§ RECORDS SHOWN:
==============================

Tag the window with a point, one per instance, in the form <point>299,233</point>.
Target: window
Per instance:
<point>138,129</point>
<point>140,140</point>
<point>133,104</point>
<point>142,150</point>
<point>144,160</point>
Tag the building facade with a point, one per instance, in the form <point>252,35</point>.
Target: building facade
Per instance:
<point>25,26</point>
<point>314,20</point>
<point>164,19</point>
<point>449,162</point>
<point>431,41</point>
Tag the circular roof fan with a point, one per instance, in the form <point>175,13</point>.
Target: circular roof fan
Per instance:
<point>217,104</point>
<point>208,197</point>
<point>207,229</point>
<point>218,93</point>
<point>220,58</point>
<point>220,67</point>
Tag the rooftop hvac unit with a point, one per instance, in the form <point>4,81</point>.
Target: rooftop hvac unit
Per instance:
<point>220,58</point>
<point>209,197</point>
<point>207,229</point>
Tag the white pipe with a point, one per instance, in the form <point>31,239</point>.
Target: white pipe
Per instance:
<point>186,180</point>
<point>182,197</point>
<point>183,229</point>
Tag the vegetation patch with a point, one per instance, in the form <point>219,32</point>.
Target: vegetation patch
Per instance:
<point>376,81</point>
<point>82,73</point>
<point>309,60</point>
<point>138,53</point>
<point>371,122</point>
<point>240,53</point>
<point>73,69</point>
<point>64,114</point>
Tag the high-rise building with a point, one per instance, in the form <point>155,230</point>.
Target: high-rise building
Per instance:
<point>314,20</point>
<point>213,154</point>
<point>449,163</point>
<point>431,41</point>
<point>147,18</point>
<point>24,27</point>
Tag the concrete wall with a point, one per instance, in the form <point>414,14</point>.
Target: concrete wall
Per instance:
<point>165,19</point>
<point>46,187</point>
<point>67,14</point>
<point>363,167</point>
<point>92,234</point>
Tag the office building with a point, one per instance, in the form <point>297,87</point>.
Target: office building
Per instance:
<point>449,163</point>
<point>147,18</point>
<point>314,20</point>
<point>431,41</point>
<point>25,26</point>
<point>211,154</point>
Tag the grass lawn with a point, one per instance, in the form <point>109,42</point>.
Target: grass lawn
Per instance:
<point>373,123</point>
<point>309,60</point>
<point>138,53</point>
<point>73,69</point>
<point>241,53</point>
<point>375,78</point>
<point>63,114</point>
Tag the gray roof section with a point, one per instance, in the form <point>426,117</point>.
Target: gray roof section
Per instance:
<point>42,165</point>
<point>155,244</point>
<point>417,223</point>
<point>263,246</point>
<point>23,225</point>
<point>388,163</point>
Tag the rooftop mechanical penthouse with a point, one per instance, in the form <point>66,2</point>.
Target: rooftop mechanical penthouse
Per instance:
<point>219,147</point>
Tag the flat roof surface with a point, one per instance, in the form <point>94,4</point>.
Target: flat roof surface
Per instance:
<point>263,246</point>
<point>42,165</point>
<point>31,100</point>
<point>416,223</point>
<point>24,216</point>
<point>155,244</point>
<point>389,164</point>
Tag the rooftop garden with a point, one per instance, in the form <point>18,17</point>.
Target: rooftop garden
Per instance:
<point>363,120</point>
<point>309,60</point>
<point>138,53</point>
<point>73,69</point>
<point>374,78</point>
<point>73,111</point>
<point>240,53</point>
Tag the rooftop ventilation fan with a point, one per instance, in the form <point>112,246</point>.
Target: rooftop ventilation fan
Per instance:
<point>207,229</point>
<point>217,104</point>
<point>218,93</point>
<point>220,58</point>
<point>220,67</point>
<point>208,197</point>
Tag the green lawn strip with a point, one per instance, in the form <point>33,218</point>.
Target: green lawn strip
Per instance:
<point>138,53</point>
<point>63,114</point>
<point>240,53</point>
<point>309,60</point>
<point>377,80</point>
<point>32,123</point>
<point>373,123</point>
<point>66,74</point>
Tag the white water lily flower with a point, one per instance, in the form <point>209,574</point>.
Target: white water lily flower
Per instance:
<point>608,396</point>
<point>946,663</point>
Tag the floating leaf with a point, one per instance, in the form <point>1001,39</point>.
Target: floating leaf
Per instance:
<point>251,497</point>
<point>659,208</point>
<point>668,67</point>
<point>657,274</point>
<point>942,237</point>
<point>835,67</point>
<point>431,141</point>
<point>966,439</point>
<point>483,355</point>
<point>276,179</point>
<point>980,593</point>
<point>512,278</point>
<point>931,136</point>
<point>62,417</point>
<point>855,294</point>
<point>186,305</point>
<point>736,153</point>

==============================

§ DIRECTIONS FOR THIS TASK: Switch "white pipe" to "gray pipe" in the part of the records that opens with the line containing "Tag the circular" and closes with the line containing "<point>64,114</point>". Give back only that part, with everything else unchanged.

§ CORRECT OUTPUT:
Tag the circular roof fan with a point, one per instance, in the form <point>175,13</point>.
Target: circular roof fan
Per instance:
<point>217,104</point>
<point>208,197</point>
<point>207,229</point>
<point>218,93</point>
<point>220,58</point>
<point>220,67</point>
Tag the rooftop hvac unit with a point, one per instance, in the form <point>4,81</point>.
Target: rooftop hvac unit
Per instance:
<point>220,58</point>
<point>209,197</point>
<point>207,229</point>
Tag the gray pipe with a point, one per instance, in the form <point>31,239</point>.
Target: gray pipe
Per instance:
<point>186,180</point>
<point>182,197</point>
<point>183,229</point>
Tag the vegetation patch with a point, one per instance, in the form <point>219,32</point>.
Target: vegetation patch
Per instance:
<point>376,81</point>
<point>82,73</point>
<point>309,60</point>
<point>138,53</point>
<point>371,122</point>
<point>240,53</point>
<point>73,69</point>
<point>64,114</point>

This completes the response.